■ Exercise aim: Which lines of the material below contain the word "dirt"? Pick out each of them and copy it.
[Begin]
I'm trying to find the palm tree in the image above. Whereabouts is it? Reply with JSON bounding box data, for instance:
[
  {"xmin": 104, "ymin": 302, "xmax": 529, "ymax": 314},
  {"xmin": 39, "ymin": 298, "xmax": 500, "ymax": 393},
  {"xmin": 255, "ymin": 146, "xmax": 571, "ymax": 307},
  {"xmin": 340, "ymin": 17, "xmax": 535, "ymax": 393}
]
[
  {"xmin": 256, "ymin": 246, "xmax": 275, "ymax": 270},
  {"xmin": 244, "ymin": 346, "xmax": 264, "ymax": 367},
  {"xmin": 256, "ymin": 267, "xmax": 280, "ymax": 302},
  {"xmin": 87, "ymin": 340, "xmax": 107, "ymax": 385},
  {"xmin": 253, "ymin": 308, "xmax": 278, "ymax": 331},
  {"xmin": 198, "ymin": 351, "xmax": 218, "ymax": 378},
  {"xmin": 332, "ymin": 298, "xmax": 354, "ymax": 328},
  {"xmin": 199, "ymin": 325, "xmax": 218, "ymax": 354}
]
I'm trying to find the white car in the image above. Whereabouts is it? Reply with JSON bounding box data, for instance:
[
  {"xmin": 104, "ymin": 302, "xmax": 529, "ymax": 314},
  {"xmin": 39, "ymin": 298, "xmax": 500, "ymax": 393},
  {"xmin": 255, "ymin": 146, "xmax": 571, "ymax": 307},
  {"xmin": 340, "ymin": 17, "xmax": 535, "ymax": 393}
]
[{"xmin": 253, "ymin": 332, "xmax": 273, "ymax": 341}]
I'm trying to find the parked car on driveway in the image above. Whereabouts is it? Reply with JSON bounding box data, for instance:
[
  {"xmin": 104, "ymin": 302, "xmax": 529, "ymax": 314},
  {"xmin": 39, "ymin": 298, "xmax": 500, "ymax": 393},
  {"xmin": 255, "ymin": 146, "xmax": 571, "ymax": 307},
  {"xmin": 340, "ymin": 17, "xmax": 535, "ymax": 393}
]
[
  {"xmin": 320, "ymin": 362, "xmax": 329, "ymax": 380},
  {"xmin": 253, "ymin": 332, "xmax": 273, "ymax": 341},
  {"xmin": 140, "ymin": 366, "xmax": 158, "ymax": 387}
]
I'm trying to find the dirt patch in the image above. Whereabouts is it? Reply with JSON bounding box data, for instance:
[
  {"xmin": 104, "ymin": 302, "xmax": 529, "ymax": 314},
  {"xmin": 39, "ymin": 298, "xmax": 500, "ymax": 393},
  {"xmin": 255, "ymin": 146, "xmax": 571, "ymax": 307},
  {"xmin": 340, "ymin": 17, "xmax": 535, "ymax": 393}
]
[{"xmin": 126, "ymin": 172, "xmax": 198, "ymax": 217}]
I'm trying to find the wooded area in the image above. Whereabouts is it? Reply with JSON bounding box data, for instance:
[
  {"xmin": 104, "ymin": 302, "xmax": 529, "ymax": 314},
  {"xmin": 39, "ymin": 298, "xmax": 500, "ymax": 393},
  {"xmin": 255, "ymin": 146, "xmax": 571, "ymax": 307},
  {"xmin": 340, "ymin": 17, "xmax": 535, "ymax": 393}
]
[End]
■ Solution for this task:
I'm trying to find the dirt patch in the image above. Whereabouts is it? Reply with JSON bounding box data, for instance:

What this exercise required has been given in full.